• _Stated task_:
Write out every item below word for word, leaving out the pictures.

** START OF Provided entries **

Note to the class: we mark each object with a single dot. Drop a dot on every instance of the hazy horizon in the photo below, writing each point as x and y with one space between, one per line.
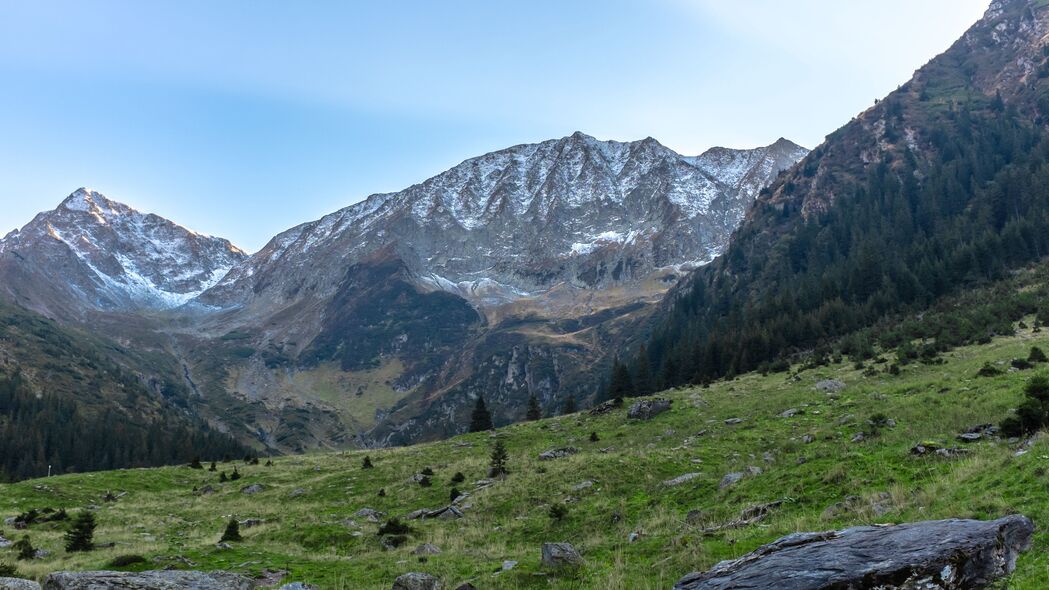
244 120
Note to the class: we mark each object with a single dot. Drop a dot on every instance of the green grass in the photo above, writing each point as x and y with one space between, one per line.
161 518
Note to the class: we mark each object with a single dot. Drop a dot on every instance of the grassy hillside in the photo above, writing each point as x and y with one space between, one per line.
308 502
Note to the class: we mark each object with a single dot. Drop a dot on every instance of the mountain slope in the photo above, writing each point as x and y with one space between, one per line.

** END OF Provided entries **

• _Task result_:
Note to the class: we mark each object with a single dot. Drop a dot on every instance of the hazy horizon in the photo below, writing each point as x and y with one space between, one per line.
244 120
Note to the class: we mark each object with a single dot. Drop a dot on every instance of the green grass in the photo above, writing each point as x and y with one space between, one per line.
161 518
Note to the class: we mark each object with a single dot. Drop a dot on every instance of the grassy hillside in the photo above, writing each point as x and y with one space between, one per line.
308 502
Note to the class: we mark each object with a single dot. Drop a dot on every instance of the mountain slope in the photo above, writing each point as x and y with one space between, one per line.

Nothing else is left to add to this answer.